§ Exercise brief
Report all lines in the records that hold the string "below".

§ Working data
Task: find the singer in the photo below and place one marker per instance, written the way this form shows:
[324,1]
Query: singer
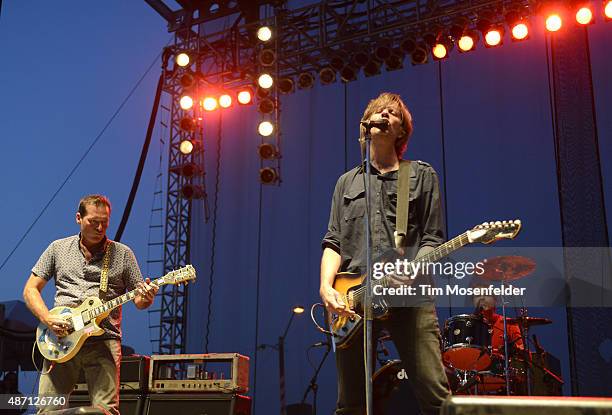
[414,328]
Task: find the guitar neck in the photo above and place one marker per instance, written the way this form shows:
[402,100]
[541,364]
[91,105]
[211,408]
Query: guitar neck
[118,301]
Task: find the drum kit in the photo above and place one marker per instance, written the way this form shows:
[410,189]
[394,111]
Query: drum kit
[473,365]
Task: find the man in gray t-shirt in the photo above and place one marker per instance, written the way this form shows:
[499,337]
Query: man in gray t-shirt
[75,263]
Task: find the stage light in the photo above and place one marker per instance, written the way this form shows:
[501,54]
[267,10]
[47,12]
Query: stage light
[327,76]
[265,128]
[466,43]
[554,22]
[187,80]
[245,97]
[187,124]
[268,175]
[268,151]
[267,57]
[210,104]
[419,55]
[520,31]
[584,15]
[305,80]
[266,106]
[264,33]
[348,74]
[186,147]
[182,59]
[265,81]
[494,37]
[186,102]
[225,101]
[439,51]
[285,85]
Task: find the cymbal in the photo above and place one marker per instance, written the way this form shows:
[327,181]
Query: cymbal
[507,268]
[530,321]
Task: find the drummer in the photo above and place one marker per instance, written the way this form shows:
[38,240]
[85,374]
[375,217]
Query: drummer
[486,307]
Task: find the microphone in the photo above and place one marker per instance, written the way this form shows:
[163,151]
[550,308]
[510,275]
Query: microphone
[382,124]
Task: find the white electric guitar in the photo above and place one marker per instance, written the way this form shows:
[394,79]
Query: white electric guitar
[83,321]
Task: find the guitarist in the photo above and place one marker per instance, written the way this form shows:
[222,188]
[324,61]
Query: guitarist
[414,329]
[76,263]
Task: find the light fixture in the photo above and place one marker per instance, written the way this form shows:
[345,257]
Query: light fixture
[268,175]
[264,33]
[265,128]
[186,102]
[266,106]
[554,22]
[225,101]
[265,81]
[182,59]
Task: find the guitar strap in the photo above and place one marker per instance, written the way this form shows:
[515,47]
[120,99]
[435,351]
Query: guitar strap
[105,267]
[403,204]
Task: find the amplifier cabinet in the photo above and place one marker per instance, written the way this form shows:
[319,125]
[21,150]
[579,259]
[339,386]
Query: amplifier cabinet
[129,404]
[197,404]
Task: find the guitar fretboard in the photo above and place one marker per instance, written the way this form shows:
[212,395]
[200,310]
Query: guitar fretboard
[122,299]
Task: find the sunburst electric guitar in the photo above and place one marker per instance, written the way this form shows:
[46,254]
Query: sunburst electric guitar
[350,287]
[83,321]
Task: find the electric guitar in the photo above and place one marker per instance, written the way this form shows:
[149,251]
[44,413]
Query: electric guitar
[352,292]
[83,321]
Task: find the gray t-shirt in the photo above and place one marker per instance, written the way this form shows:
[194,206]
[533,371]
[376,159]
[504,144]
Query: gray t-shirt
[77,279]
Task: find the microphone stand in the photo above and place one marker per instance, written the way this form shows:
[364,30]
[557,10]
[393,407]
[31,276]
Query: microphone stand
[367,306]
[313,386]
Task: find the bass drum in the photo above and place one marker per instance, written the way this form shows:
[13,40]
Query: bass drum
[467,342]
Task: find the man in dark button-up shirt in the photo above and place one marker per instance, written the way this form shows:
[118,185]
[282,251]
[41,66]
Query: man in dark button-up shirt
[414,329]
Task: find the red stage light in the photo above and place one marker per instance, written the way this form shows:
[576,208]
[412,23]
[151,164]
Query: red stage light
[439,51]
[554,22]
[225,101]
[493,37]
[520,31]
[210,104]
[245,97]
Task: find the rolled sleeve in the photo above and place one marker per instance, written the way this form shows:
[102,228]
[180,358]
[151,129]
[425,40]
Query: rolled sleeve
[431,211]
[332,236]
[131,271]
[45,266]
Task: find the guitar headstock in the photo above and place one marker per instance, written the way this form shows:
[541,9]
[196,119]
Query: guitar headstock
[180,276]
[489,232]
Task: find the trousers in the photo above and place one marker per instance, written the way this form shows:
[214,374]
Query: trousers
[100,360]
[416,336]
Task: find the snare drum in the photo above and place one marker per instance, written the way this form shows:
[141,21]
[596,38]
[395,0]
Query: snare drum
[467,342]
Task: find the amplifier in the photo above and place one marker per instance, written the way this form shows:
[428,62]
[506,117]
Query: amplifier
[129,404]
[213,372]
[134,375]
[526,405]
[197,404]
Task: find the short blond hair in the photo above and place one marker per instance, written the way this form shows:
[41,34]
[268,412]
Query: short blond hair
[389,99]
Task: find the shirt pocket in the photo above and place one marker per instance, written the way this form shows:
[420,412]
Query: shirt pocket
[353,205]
* * *
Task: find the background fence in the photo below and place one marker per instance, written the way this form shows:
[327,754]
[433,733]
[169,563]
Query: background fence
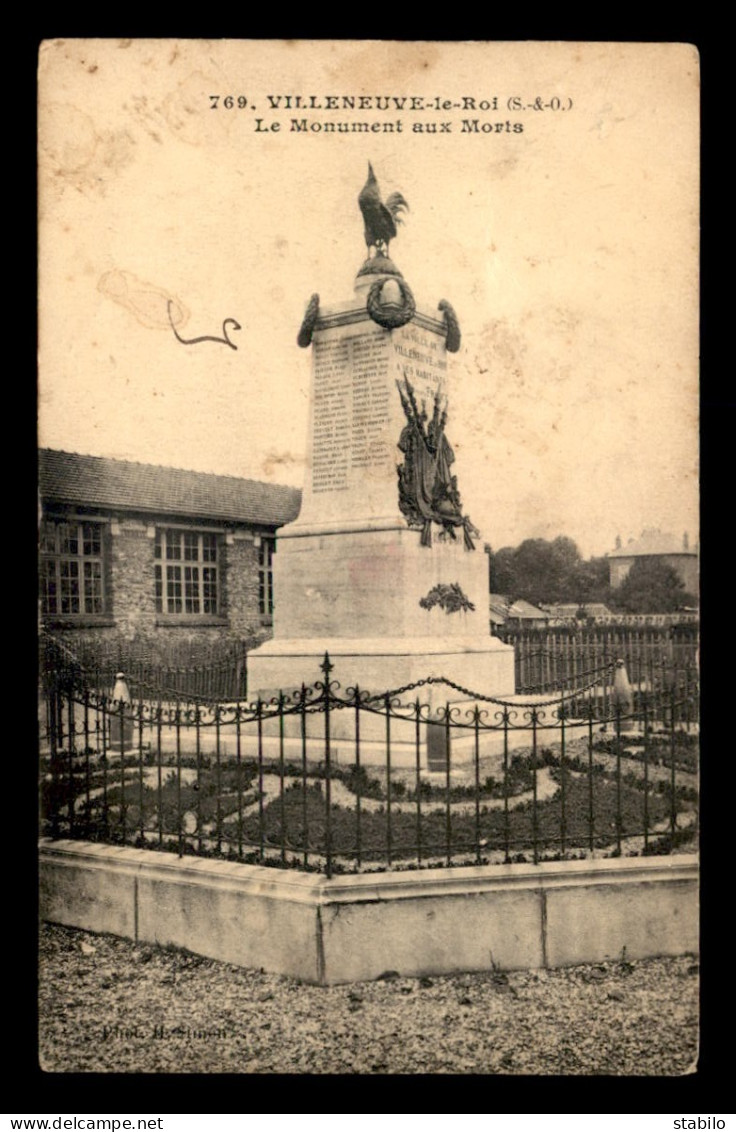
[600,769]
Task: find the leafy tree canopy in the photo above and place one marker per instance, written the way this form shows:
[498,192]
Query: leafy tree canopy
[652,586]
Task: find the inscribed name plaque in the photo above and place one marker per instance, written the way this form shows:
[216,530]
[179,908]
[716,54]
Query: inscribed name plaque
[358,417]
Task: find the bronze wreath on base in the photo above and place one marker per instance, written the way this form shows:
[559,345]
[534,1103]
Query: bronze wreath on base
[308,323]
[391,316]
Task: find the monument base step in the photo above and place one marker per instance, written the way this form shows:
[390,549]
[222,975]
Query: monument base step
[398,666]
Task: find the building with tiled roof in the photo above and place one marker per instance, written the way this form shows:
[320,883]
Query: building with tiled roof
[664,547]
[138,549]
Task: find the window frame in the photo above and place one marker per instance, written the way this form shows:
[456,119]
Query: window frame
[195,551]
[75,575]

§ Result for this exercise
Task: find the singer in the photo below and place one marker per instance, written the way this form shows:
Task: find the background fence in the photo below and place one marker per instance, written the way this form shows:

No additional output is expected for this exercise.